Reading passage:
========================================================================

Required Reading is DoomRocket’s love chest, opened twice monthly to champion a book that we adore. This week Arpad recommends ‘A Study in Emerald’, written by Neil Gaiman, Rafael Albuquerque, and Rafael Scavone and illustrated by Rafael Albuquerque, available this Wednesday from Dark Horse Comics.
By Arpad Okay. A Study in Emerald is a murder mystery made more than penny dreadful by its influences and its approach. Rafaels Albuquerque and Scavone have paneled out a book that is a synthesis of three styles, a period piece crafted with contemporary sensibilities. Emerald is a mirror to the first novel of Arthur Conan Doyle’s know-it-all, Sherlock Holmes, reflected as the equally genius but significantly more sinister “detective.”
The cold logic of Doyle is married to the Cthulhu mythos of H. P. Lovecraft. There’s no direct analog for Lovecraft’s work the way Emerald follows Doyle’s A Study in Scarlet; what Lovecraft adds to the story is his legacy. The atmosphere. The tentacles. Lovecraft’s stories hinted at evils older than our world and Emerald expands upon those implications.
The last style is, of course, Neil Gaiman. Gaiman has a deliberate storyteller voice, a measured and recognizable intention of voice. Albuquerque and Scavone keep the chorus intact, giving a modern feel to a classic yarn in the inimitable Dark Horse style. A comic from then made for now.

========================================================================

Goal 1: In the review of A Study in Emerald, write out the part that opens with the words "Required Reading is" and closes with "Dark Horse Comics.".
Goal 2: Continue the review of A Study in Emerald from the point where it stops.

(Position identification records)
========================================================================

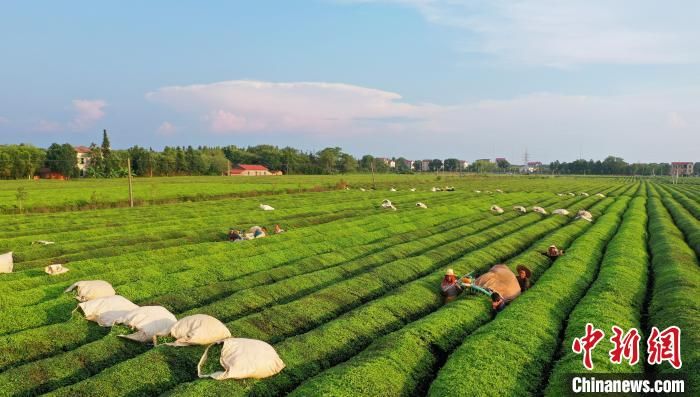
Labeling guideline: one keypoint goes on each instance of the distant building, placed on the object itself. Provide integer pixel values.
(46, 173)
(682, 168)
(250, 170)
(387, 161)
(82, 155)
(531, 167)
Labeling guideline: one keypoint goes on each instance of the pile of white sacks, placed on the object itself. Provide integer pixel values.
(241, 358)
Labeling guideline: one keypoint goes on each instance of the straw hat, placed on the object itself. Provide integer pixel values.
(527, 271)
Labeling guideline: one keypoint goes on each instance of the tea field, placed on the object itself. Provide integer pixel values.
(349, 295)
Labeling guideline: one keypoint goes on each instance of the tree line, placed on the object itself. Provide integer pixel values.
(23, 161)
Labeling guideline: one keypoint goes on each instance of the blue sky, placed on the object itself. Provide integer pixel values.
(414, 78)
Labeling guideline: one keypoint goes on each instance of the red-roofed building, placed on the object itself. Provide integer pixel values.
(82, 154)
(250, 170)
(682, 168)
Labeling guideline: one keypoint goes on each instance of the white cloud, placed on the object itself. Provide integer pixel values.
(566, 33)
(675, 120)
(551, 125)
(87, 113)
(48, 126)
(166, 128)
(325, 108)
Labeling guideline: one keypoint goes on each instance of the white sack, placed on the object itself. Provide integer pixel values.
(244, 358)
(91, 289)
(198, 329)
(500, 279)
(6, 262)
(149, 321)
(106, 311)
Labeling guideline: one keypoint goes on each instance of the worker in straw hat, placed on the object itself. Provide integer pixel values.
(553, 252)
(523, 277)
(449, 286)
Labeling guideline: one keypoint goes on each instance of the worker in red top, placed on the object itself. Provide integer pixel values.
(449, 286)
(553, 252)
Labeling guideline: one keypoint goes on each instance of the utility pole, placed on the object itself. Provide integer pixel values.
(131, 192)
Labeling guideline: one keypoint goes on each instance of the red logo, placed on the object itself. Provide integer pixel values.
(626, 346)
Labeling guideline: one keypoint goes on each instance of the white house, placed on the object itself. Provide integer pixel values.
(82, 154)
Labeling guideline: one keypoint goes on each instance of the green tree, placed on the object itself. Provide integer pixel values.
(402, 166)
(21, 195)
(328, 158)
(366, 163)
(435, 165)
(108, 163)
(62, 159)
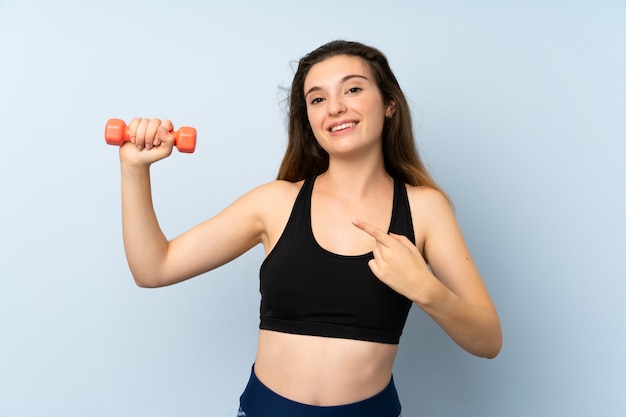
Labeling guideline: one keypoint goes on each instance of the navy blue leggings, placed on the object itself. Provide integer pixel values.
(259, 401)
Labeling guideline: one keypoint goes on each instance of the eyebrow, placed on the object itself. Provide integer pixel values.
(343, 80)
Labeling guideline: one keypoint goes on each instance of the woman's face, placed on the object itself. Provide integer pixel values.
(344, 105)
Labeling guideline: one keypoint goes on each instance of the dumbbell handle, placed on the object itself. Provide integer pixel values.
(116, 133)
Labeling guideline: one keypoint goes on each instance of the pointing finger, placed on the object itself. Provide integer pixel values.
(373, 231)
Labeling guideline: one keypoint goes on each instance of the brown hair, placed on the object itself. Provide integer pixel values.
(304, 157)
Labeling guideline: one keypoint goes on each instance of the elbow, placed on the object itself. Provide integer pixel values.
(143, 281)
(493, 348)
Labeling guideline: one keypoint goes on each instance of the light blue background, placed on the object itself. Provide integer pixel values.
(520, 109)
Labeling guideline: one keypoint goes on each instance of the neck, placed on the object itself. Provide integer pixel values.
(355, 178)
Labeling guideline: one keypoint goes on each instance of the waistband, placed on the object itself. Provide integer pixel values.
(258, 400)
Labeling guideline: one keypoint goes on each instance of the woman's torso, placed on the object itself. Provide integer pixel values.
(316, 370)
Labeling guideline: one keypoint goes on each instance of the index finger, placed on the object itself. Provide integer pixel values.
(373, 231)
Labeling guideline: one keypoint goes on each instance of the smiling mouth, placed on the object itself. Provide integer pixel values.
(342, 126)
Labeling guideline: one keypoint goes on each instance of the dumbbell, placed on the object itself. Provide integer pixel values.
(116, 133)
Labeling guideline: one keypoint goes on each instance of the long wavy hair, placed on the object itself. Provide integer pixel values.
(304, 157)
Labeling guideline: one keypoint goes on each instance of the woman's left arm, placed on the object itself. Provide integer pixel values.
(451, 291)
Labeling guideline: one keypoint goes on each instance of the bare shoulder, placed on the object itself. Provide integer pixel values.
(432, 214)
(275, 192)
(428, 201)
(273, 203)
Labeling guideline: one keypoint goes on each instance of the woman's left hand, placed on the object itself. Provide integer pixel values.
(399, 264)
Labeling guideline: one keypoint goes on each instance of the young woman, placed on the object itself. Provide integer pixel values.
(355, 232)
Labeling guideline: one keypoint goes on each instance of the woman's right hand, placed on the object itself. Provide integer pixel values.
(151, 141)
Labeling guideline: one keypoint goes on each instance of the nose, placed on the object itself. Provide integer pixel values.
(336, 105)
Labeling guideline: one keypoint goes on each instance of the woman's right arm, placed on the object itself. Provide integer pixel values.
(154, 260)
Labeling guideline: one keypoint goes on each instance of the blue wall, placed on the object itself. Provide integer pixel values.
(520, 112)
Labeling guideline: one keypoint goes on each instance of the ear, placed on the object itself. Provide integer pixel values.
(390, 109)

========================================================================

Reply 1:
Required Reading is DoomRocket’s love chest, opened twice monthly to champion a book that we adore. This week Arpad recommends ‘A Study in Emerald’, written by Neil Gaiman, Rafael Albuquerque, and Rafael Scavone and illustrated by Rafael Albuquerque, available this Wednesday from Dark Horse Comics.

Reply 2:
As the work of Robert E. Howard ran parallel to Lovecraft’s, A Study in Emerald is in many ways in line with Kurt Busiek and Cary Nord’s adaptation of Conan (also colored by Dave Stewart), down to Todd Klein’s use of the typewriter font. Both books aim to prove the timelessness of their sources by modernizing the voice and look without compromising the aesthetic of the setting. A Study in Emerald is pulp subverted, sharpened.
The execution of Emerald is contempo, but the creators’ love for bygone trappings is the foundation on which the tale is built. Costumes, carriages, the city by gaslight from theater to Baker Street to the slums. The theater bit is an exceptionally Gaiman touch: a story within the story, about the larger world.
Rafael Albuquerque and Dave Stewart take us there, sometimes viscerally, sometimes faintly, the light pen of Albuquerque never weighing down our flight through the pages. Stewart textures the book softly, almost exclusively with muted, warm colors, giving Emerald the feel of a weathered, old tome.
The whole book is shown through a mist. Stewart’s colors lose their focus at each page and panel’s border. Albuquerque’s characters are wispy. The cut of a suit carries more weight than the scars on a face. The curtains, the sitting rooms, breakfast, these things have more body than buildings, pavement, walls. What you can touch is corporeal. What you see isn’t.
Albuquerque, in the vein of veteran Gaiman collaborator Charles Vess, knows how to employ a sparse but perfect amount of detail. He is no slouch on drawing the setting, but the draw of Emerald lies in the eyes of its main characters. A Study in Emerald is a book of faces. The detective is lupine. Predatory. The major, his Watson, is timid, a rabbit to Holmes’ wolf. The major serves as the reader’s proxy, shocked by the macabre circumstance we find ourselves in. Being a veteran and man of the world should harden him to a single death, but it isn’t emerald that is the supremely powerful shade of the story. It’s the wide, wild whites of the major’s eyes.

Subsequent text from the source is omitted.